Reproduza na íntegra, sem nenhuma alteração, a matéria sobre a reunião ministerial transmitida ao vivo.

▶ Trecho fornecido:
..........

O Estado de São Paulo, n.46257, 10/06/2020. Política, p.A5

 

Em vez de palavrões, powerpoint sobre covid

Julia Lindner

10/06/2020

 

 

No Alvorada. Em reunião televisionada, Bolsonaro e ministros tratam de pandemia e evitam novas polêmicas

Mudança. Transmitida ao vivo nas redes, reunião ministerial teve clima ameno ontem

Se a discussão sobre o novo coronavírus ficou à margem na polêmica reunião ministerial de 22 de abril, a pandemia foi o principal tema do encontro de ontem, no Palácio da Alvorada, que, desta vez, contou com transmissão ao vivo. Diante dos holofotes, os mais de 40 palavrões ditos pelo presidente Jair Bolsonaro e seus auxiliares na reunião tornada pública pelo ministro Celso de Mello, do Supremo Tribunal Federal, foram substituídos por intervenções polidas e uma apresentação de PowerPoint sobre as ações de combate à covid-19.

..........

Registros de dados

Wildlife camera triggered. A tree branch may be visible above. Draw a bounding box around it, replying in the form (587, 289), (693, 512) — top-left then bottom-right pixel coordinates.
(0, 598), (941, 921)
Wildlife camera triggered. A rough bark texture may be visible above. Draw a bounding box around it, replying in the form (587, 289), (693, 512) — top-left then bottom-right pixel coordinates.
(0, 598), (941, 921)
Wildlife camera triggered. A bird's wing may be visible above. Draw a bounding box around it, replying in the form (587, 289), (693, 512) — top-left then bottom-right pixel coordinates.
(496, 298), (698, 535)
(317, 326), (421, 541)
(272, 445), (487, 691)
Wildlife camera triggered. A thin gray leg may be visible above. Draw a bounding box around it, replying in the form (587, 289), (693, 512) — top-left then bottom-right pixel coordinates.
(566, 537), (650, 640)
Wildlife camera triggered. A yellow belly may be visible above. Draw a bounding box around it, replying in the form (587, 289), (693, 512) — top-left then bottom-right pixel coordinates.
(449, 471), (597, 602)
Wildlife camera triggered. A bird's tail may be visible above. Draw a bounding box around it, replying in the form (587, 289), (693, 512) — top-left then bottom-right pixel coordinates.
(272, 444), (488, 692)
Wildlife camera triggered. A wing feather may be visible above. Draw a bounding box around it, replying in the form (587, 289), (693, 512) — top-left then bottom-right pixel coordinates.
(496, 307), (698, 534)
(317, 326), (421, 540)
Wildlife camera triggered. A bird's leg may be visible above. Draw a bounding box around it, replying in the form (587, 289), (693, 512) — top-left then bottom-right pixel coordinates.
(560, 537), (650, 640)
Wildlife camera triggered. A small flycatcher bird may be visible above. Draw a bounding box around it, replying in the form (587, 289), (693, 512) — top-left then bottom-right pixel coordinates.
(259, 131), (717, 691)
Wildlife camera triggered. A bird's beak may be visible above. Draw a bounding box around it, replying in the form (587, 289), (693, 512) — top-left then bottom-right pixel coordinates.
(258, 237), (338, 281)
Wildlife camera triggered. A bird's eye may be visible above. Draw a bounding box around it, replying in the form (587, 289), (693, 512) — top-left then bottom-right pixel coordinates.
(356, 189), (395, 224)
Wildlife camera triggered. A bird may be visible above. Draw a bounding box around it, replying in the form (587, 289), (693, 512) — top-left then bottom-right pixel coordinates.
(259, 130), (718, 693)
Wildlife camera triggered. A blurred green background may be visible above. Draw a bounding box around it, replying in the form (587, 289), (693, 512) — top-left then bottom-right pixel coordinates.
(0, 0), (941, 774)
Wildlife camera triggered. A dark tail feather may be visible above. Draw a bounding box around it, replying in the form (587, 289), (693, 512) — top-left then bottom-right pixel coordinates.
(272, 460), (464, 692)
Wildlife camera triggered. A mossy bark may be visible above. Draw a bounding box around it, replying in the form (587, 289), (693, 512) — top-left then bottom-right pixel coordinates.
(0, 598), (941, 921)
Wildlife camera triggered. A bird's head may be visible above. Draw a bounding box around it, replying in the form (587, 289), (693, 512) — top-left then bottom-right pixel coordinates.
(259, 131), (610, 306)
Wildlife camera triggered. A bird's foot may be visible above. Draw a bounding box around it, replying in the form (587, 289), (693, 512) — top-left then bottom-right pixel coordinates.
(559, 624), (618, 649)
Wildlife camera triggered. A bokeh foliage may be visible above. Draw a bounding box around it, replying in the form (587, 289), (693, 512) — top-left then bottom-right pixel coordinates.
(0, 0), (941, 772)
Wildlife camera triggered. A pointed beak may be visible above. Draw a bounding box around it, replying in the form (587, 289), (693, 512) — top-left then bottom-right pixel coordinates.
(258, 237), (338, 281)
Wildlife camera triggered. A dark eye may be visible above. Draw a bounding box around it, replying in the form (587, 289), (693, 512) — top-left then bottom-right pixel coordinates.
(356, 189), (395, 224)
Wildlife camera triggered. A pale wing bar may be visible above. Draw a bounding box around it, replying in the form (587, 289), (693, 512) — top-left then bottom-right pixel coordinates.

..........

▶ Resultado da tarefa:
O Estado de São Paulo, n.46257, 10/06/2020. Política, p.A5

 

Em vez de palavrões, powerpoint sobre covid

Julia Lindner

10/06/2020

 

 

No Alvorada. Em reunião televisionada, Bolsonaro e ministros tratam de pandemia e evitam novas polêmicas

Mudança. Transmitida ao vivo nas redes, reunião ministerial teve clima ameno ontem

Se a discussão sobre o novo coronavírus ficou à margem na polêmica reunião ministerial de 22 de abril, a pandemia foi o principal tema do encontro de ontem, no Palácio da Alvorada, que, desta vez, contou com transmissão ao vivo. Diante dos holofotes, os mais de 40 palavrões ditos pelo presidente Jair Bolsonaro e seus auxiliares na reunião tornada pública pelo ministro Celso de Mello, do Supremo Tribunal Federal, foram substituídos por intervenções polidas e uma apresentação de PowerPoint sobre as ações de combate à covid-19.